Potongan Dokumen =>
>>>

Menurut Wasekjen PBNU itu, sebelum meloloskan film drama musikal anak tersebut, LSF telah mengundang sejumlah ahli dan akademisi untuk ikut menyaksikan film. “Bahkan, salah satunya berasal dari MUI. Jadi, sebetulnya sudah clear dan tidak ada masalah,” tegasnya.

Meski begitu, lanjut Masduki, MUI akan menerima permintaan LSF untuk menyaksikan film tersebut dalam rangka melakukan klarifikasi. “Hal itu perlu kami lakukan agar masyarakat menjadi tenang,” tuturnya.

Sembari menunggu sikap resmi MUI, Masduki mengimbau agar masyarakat mampu menjaga ketenangan dan tidak terprovokasi untuk melakukan tindakan negatif. “Jangan sedikit-sedikit umat merasa terpojokkan dan seolah-oleh dikepung oleh musuh. Padahal sebenarnya tidak ada apa-apa,” pungkas Masduki.

<<<

Baris data:
>>>

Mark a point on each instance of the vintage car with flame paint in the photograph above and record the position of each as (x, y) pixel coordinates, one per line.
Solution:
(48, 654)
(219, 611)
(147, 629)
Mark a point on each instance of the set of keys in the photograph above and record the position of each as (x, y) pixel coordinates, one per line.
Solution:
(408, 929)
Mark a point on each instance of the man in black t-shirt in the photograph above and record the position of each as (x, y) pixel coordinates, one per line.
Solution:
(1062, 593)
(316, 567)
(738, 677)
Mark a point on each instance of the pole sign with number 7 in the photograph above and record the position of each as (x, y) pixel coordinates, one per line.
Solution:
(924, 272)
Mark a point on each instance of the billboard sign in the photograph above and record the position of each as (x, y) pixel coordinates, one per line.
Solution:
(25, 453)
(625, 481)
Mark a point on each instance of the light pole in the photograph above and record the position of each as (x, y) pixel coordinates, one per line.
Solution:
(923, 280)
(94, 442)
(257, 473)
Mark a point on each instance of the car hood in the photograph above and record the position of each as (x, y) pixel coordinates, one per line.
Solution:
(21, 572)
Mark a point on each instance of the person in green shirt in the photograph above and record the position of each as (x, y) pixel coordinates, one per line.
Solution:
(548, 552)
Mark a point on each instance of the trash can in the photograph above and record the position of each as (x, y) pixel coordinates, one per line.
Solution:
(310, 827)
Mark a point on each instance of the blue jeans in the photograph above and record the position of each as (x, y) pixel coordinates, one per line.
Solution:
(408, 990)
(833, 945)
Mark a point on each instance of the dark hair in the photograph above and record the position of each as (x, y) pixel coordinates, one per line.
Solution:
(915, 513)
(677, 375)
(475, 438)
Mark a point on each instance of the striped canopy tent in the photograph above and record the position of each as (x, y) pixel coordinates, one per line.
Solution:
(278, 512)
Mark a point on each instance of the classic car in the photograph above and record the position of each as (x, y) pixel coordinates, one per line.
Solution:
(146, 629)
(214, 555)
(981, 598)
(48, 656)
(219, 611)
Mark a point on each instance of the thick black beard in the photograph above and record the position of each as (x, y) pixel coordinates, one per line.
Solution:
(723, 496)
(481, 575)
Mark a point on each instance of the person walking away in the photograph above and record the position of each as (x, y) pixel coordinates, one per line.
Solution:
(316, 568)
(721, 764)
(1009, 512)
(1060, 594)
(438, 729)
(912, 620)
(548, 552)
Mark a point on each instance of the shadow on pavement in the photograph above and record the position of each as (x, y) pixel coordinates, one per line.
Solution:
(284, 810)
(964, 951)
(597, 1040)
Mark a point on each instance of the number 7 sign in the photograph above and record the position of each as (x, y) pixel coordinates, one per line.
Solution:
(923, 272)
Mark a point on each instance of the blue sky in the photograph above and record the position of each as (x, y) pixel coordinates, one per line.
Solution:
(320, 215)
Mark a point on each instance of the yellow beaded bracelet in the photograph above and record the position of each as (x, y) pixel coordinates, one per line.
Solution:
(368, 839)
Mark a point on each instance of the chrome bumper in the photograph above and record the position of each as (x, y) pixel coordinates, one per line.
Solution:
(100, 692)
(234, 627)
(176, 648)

<<<

Jawablah pertanyaan berikut sesuai potongan dokumen di atas.
(a) Siapa saja yang diundang LSF untuk ikut menyaksikan film sebelum film itu diloloskan?
(b) Menurut Masduki, apa tujuan MUI menerima permintaan LSF untuk menyaksikan film tersebut?
(c) Apa imbauan Masduki kepada masyarakat sembari menunggu sikap resmi MUI?

(a) Sejumlah ahli dan akademisi, salah satunya berasal dari MUI.
(b) Untuk melakukan klarifikasi agar masyarakat menjadi tenang.
(c) Masyarakat diimbau menjaga ketenangan dan tidak terprovokasi untuk melakukan tindakan negatif.